» Extracted entries:

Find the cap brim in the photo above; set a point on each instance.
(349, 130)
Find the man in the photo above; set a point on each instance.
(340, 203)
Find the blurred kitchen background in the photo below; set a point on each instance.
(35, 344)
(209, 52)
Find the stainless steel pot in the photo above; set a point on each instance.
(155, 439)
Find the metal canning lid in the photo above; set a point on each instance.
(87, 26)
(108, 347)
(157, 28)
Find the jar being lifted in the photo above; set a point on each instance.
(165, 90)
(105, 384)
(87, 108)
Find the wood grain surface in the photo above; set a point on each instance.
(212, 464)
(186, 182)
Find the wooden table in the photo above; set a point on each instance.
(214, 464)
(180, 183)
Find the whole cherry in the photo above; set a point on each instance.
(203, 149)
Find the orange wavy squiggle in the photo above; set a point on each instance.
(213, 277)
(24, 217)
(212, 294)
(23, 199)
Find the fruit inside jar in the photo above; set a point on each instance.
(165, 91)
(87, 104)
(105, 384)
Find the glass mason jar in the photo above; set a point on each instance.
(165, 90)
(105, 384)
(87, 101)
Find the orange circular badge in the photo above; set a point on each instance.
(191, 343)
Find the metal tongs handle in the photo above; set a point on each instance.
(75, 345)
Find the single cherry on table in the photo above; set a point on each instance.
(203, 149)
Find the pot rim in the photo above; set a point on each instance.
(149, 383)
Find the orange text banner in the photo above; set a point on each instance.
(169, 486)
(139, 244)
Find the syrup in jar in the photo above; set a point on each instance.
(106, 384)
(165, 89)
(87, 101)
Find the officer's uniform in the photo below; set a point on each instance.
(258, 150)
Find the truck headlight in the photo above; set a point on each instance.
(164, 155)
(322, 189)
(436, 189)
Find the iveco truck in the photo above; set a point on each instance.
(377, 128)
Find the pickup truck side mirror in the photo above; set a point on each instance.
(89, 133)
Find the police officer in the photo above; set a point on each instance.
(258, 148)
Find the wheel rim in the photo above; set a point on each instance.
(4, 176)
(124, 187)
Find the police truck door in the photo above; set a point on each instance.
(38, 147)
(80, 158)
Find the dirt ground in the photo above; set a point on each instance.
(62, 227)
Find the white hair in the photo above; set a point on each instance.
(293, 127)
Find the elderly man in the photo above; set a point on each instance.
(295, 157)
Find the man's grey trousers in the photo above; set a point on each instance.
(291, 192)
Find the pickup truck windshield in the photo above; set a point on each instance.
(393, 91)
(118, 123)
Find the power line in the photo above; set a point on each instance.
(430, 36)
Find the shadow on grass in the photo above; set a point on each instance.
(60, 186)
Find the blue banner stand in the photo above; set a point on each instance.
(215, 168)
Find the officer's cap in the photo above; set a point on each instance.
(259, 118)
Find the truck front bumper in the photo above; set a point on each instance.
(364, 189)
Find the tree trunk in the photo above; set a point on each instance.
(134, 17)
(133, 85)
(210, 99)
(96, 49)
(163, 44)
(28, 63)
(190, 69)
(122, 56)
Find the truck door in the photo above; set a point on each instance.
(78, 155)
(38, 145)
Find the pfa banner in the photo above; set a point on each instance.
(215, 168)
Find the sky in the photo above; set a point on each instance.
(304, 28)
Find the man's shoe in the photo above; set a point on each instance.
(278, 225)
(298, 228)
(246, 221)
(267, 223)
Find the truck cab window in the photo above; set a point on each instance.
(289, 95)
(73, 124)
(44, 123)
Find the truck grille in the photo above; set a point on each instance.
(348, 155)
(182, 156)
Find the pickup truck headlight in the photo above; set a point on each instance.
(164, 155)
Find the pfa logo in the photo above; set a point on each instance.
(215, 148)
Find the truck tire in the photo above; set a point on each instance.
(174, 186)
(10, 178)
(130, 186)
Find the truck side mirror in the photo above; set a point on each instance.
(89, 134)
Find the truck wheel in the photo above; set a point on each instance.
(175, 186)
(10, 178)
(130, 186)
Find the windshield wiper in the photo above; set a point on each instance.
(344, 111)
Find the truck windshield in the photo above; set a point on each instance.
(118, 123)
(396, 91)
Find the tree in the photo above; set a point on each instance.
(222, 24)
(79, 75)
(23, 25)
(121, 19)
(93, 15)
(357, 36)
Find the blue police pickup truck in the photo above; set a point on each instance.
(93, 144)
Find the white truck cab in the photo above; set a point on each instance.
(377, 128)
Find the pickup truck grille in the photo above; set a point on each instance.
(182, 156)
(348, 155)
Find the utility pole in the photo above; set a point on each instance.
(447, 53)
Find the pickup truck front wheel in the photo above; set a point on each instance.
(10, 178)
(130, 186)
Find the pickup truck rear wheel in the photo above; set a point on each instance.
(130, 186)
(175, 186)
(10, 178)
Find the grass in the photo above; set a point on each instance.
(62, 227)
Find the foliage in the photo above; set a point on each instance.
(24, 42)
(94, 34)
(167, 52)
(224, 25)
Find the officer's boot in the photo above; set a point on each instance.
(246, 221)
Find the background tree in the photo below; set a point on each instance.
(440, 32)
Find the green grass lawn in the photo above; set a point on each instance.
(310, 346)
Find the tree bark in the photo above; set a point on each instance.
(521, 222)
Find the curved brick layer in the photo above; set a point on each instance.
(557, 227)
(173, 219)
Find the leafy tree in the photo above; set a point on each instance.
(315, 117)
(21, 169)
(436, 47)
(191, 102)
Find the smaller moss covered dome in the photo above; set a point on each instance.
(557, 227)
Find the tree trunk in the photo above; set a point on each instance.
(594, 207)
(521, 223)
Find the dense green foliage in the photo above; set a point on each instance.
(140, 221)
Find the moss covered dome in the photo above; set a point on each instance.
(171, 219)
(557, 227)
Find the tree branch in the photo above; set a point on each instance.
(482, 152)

» Your goal: Reproduce the material above without altering a single character.

» Result of the exercise:
Find the cap brim in the photo above; set a point on each instance.
(349, 130)
Find the man in the photo above; set a point on each instance.
(340, 203)
Find the blurred kitchen background in the photo below; set a point on each instance.
(35, 344)
(209, 52)
Find the stainless steel pot in the photo above; set a point on each instance.
(155, 439)
Find the metal canning lid in the photo above; set a point on each instance.
(87, 26)
(108, 347)
(157, 28)
Find the jar being lifted in the photo above; set a point on each instance.
(165, 90)
(105, 384)
(87, 108)
Find the wood grain surface in the photo above; set a point on each instance.
(212, 464)
(186, 182)
Find the wooden table in the photo above; set a point on each instance.
(214, 464)
(180, 183)
Find the whole cherry in the photo above; set a point on each instance.
(203, 149)
Find the orange wavy squiggle in the photo above; set a point on each instance.
(213, 277)
(24, 217)
(212, 294)
(23, 199)
Find the fruit inside jar in the photo above; set a point on each instance.
(165, 91)
(87, 104)
(105, 384)
Find the glass mason jar in the photo above; set a point on each instance.
(165, 90)
(105, 384)
(87, 101)
Find the orange circular badge in the photo above; set a point on each instance.
(191, 343)
Find the metal tongs handle in the photo above; set a point on each instance.
(75, 345)
Find the single cherry on table in the photo above; set a point on each instance.
(203, 149)
Find the pot rim in the photo above; set a point on each instance.
(149, 383)
Find the orange text banner in the photo above; set a point on each instance.
(169, 486)
(139, 244)
Find the syrup in jar in the photo above; set a point on each instance.
(106, 384)
(165, 89)
(87, 101)
Find the officer's uniform in the photo below; set a point on each instance.
(258, 150)
Find the truck headlight in the photo above; set a point on each instance.
(164, 155)
(322, 189)
(436, 189)
Find the iveco truck in the photo above; set a point on each instance.
(377, 128)
Find the pickup truck side mirror in the photo above; set a point on each instance.
(89, 133)
Find the police officer in the photo above; set a point on each instance.
(258, 148)
Find the wheel rim in the photo above; set a point on each instance.
(4, 176)
(124, 187)
Find the police truck door in the photo above; set a point on each instance.
(38, 147)
(80, 158)
Find the dirt ground in the photo above; set a point on each instance.
(62, 227)
Find the white hair in the photo above; set a point on each instance.
(293, 127)
Find the elderly man in the photo above; set a point on each instance.
(295, 157)
Find the man's grey trousers in the photo above; set a point on each instance.
(291, 192)
Find the pickup truck windshield in the photo above; set a point on each instance.
(393, 91)
(118, 123)
Find the power line in the photo above; set a point on each instance.
(430, 36)
Find the shadow on grass in the photo above; set a point on each instance.
(60, 186)
Find the blue banner stand in the photo above; set a point on each instance.
(215, 168)
Find the officer's cap in the photo above; set a point on each instance.
(259, 118)
Find the truck front bumper in the photo above; set a point on each instance.
(364, 189)
Find the tree trunk in the photo above; set a point on each instance.
(134, 17)
(133, 85)
(210, 99)
(96, 49)
(163, 44)
(28, 63)
(190, 69)
(122, 56)
Find the truck door in the photo above; set a point on each instance.
(78, 155)
(38, 145)
Find the pfa banner in the photo above; set a point on each instance.
(215, 168)
Find the sky in the photo above; set a point on each instance.
(304, 28)
Find the man's shoe in the photo above; set a point on each instance.
(278, 225)
(298, 228)
(246, 221)
(267, 223)
Find the truck cab window in the photo above; set a point on each instance.
(289, 95)
(73, 124)
(44, 123)
Find the truck grille in the photo above; set a point on each instance.
(348, 155)
(182, 156)
Find the pickup truck headlight in the photo above; set a point on each instance.
(164, 155)
Find the pfa logo in the photo above; set a point on each instance.
(215, 148)
Find the truck tire in the photo above; set a point on each instance.
(174, 186)
(10, 178)
(130, 186)
Find the truck side mirror in the photo above; set a point on each instance.
(89, 134)
Find the truck wheel in the photo above; set a point on each instance.
(175, 186)
(10, 178)
(130, 186)
Find the windshield wiper in the photo above; set a point on each instance.
(344, 111)
Find the truck windshield in the photo above; set a point on each instance.
(118, 123)
(396, 91)
Find the tree in the photo above; set a point on each instance.
(222, 24)
(79, 75)
(23, 25)
(121, 19)
(93, 15)
(357, 36)
Find the blue police pickup truck in the photo above; set a point on each instance.
(93, 144)
Find the white truck cab in the photo above; set a point on each instance.
(377, 128)
Find the pickup truck grille in the photo above; set a point on each instance.
(182, 156)
(348, 155)
Find the utility pole in the photo above; set a point on each instance.
(447, 53)
Find the pickup truck front wheel in the photo above; set a point on each instance.
(10, 178)
(130, 186)
Find the pickup truck rear wheel in the photo above; set a point on each instance.
(130, 186)
(175, 186)
(10, 178)
Find the grass in the photo above; set a point on each instance.
(62, 227)
Find the foliage in the photo above; set a point on each instance.
(24, 42)
(94, 34)
(167, 52)
(224, 25)
Find the officer's boot in the photo above; set a point on each instance.
(246, 221)
Find the background tree in the photo below; set a point on each instance.
(440, 32)
Find the green grass lawn in the photo above; set a point on each instance.
(310, 346)
Find the tree bark in the photo above; set a point on each instance.
(521, 222)
Find the curved brick layer in the photo above; set a point on each instance.
(557, 227)
(173, 219)
Find the leafy tree in the photo above; set a point on each instance.
(315, 117)
(21, 169)
(436, 47)
(191, 102)
Find the smaller moss covered dome in the photo above; set a point on each instance.
(557, 227)
Find the tree trunk in the photo above; set a point on each instance.
(594, 207)
(521, 223)
Find the dense green foliage in the photo above; set a point on each instance.
(140, 221)
Find the moss covered dome in the photo above; set a point on each instance.
(171, 219)
(557, 227)
Find the tree branch in the photo above; set a point on each instance.
(482, 152)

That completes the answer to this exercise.